→ **Set exercise**
Find each line in the items below that contains the string "window", and copy those lines out. Case counts.
_ _ _ _
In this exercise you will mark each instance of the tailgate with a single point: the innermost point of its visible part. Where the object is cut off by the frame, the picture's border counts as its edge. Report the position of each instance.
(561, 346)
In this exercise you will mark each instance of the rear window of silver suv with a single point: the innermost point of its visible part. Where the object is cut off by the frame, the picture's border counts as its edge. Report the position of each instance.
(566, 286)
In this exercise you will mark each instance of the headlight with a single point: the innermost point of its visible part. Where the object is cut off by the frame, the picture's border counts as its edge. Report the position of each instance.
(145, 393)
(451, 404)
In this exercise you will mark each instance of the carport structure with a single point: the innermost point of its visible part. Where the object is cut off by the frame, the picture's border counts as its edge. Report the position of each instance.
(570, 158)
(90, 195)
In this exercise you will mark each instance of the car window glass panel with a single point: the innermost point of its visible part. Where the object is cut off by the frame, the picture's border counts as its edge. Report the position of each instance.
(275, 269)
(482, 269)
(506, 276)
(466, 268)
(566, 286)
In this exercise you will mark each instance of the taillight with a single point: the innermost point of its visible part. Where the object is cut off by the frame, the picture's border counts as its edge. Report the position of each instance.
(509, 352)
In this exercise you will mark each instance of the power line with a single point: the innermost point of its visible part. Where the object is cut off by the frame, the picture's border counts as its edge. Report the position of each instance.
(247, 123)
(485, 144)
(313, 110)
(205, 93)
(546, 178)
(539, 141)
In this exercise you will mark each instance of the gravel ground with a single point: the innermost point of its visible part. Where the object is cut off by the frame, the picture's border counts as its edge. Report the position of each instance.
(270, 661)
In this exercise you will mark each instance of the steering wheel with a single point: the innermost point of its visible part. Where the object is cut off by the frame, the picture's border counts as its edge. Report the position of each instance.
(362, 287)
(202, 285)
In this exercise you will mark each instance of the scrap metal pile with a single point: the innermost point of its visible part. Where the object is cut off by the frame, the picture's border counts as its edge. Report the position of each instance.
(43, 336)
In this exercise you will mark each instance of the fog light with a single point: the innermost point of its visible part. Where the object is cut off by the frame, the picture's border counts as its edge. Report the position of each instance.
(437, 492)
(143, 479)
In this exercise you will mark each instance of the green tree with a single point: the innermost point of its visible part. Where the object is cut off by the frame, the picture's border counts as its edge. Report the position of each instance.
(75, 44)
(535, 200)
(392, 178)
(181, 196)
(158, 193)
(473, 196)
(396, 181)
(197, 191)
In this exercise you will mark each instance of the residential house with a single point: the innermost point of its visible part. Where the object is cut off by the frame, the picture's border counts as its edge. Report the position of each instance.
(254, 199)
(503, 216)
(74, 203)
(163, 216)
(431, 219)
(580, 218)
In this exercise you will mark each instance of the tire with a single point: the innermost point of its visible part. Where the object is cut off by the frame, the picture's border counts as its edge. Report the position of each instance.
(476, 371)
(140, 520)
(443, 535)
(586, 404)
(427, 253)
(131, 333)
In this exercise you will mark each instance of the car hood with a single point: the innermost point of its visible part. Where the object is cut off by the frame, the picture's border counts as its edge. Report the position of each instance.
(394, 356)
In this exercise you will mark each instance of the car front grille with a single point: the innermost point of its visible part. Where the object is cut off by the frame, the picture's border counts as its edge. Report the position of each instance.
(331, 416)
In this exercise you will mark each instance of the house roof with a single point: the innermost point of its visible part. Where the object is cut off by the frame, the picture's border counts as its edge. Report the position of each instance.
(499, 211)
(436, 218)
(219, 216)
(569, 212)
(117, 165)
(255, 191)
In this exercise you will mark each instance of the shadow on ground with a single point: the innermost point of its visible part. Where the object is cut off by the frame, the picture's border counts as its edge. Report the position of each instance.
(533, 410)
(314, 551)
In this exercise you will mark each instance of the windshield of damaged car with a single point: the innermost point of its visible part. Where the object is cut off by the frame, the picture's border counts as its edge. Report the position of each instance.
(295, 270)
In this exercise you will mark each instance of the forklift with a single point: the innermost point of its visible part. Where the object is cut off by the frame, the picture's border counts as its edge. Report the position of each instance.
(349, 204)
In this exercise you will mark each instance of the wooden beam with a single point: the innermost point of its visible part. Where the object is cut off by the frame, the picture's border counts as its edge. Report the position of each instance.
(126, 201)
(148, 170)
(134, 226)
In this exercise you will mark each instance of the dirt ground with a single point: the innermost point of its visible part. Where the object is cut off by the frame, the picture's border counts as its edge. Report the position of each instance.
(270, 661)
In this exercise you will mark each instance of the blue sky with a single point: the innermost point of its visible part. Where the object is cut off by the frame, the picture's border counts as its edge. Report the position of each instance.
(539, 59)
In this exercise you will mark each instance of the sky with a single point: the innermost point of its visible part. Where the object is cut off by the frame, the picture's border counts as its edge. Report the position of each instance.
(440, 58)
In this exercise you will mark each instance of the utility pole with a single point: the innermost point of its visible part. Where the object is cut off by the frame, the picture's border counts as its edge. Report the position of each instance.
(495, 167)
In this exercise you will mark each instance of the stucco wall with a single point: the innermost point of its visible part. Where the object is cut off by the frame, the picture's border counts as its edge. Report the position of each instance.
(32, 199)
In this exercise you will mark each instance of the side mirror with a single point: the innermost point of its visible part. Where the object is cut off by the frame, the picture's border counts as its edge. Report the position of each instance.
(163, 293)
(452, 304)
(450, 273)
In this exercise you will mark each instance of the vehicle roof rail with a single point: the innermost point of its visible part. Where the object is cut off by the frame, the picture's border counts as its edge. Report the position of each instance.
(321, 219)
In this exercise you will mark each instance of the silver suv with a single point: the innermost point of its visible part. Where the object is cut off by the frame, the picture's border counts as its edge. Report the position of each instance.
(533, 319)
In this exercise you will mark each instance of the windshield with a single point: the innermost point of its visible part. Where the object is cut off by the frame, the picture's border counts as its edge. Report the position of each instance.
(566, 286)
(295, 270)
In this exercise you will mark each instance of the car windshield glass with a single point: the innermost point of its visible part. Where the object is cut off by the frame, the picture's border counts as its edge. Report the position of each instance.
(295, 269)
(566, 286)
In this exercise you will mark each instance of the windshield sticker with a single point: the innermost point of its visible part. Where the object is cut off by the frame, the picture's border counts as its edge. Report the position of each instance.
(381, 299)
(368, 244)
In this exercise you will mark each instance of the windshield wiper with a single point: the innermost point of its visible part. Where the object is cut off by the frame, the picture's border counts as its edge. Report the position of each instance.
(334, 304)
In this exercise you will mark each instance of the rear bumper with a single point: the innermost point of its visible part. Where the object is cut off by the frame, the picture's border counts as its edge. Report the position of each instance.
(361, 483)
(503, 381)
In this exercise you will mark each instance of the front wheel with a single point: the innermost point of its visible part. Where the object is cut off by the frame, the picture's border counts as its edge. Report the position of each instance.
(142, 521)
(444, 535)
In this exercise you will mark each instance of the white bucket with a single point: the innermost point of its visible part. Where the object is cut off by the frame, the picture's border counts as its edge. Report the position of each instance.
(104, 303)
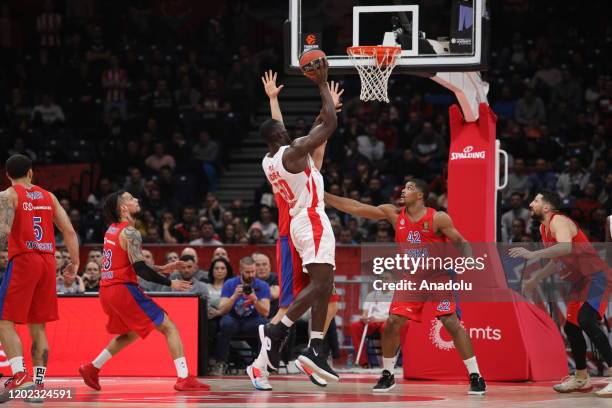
_ _ _ _
→ **Solved exercise**
In this exercise you will mark each instance of the rear window of silver suv with a single point: the innermost point of its visible part. Where the object is cut off by the frame, the picture's border counts as its edge. Report the position of each instance.
In this exercise you will mark each instance of the car window glass panel with a single point: the innermost point of its visible part. Where the object is cut off by the frame, the picture's border counts as its edge. Report the position of each instance.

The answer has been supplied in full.